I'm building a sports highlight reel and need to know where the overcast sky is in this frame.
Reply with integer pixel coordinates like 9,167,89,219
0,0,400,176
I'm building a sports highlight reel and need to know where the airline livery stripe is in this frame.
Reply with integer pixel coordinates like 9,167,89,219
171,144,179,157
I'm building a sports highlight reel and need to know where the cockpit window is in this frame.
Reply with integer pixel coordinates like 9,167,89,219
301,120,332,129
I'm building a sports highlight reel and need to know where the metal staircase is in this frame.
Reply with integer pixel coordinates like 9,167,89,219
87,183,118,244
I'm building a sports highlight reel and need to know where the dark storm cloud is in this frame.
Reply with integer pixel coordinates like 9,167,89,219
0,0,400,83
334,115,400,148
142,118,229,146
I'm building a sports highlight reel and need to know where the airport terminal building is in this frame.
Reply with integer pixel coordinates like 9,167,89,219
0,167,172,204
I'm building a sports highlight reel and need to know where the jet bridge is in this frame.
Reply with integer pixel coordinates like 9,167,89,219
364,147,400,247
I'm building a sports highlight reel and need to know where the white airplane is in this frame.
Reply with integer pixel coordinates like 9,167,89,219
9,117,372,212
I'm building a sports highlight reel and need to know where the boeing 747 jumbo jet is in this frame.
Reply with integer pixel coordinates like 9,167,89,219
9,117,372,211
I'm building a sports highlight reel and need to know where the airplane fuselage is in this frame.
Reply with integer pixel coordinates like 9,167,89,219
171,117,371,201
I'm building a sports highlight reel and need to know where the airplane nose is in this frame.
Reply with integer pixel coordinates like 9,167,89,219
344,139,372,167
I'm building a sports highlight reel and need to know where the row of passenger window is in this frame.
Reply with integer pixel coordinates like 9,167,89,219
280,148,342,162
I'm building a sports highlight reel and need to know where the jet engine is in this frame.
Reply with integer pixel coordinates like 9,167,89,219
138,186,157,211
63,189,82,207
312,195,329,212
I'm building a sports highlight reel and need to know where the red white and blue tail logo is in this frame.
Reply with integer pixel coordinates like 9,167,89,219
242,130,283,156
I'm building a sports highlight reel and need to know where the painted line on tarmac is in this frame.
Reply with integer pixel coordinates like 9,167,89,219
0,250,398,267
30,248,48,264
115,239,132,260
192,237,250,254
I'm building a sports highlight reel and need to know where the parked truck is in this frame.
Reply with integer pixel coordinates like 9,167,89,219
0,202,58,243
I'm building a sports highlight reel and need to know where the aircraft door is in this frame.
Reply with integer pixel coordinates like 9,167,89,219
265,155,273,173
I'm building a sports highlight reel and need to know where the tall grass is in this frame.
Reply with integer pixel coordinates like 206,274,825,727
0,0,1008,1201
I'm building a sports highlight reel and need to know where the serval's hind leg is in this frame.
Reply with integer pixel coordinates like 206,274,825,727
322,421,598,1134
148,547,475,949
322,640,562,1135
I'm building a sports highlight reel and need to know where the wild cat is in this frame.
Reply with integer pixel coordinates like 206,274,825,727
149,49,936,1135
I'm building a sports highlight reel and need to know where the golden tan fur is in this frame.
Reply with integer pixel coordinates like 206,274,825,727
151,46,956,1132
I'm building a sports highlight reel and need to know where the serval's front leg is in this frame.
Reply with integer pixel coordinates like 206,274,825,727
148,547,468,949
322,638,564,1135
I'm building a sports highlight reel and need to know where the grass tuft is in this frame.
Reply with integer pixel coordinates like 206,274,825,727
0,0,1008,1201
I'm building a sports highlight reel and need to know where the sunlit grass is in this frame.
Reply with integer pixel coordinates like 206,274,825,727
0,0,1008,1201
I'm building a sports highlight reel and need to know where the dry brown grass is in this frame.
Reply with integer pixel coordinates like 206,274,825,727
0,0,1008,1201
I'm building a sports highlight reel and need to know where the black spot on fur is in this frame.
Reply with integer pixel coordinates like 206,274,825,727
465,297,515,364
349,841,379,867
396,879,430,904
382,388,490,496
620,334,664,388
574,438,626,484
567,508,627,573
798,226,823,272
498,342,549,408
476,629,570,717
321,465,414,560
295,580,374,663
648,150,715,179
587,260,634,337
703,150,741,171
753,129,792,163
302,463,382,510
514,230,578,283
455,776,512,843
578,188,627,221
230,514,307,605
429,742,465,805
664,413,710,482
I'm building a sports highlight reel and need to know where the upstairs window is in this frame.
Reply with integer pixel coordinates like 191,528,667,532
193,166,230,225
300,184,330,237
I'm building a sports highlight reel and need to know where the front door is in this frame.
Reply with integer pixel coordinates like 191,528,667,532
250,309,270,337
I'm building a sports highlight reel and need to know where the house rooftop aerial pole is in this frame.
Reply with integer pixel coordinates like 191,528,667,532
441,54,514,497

□ □ □ □ □ □ □

**WHAT YOU NEED TO DO**
Scale the items from the line that contains "jet is in this frame." through the line that contains "0,202,58,243", both included, and write out only those lines again, requests included. Multiply each coordinate in the answers by 2.6 and round to whole numbers, halves up, leaving the requests and their sample coordinates unchanged.

**OUTPUT BELOW**
I'm building a sports highlight reel and need to know where the boeing 747 jumbo jet is in this frame.
Reply with integer pixel coordinates like 9,167,89,219
23,304,967,549
I'm building a sports highlight reel and need to know where the airplane fuselage is in this frame.
Reply with integer pixel coordinates like 9,167,89,219
445,304,965,523
I'm building a sports highlight reel and need to know where the airplane nose is in this frame.
Reply with integer pixel coordinates like 9,167,89,219
894,361,967,434
I'm building a sports highlight reel and need to know where the row of passenger window is in this frame.
Reply with integer pixel coordinates like 9,167,89,219
728,385,889,421
I'm building a sports highlight reel and need to know where the jet engine is in this frame.
Reply with integer pixel coordinates like 9,167,89,219
359,484,408,549
164,491,213,538
811,507,855,551
I'm building a sports highlight reel and need to know where the red white and blue tail logo is in this frame.
Reply with integer pixel coordinates like 9,167,89,219
629,338,736,406
I'm building a sports highlight reel and need to know where the painted line on tarmac is in this frame.
Reply with integer pixel coordinates like 9,167,89,219
0,650,1035,694
78,645,125,686
299,621,343,676
499,616,650,660
I'm building a sports highlight reel and need to know where the parked truck is in this frame.
Reply with integer pixel coordinates like 9,167,89,219
0,525,151,632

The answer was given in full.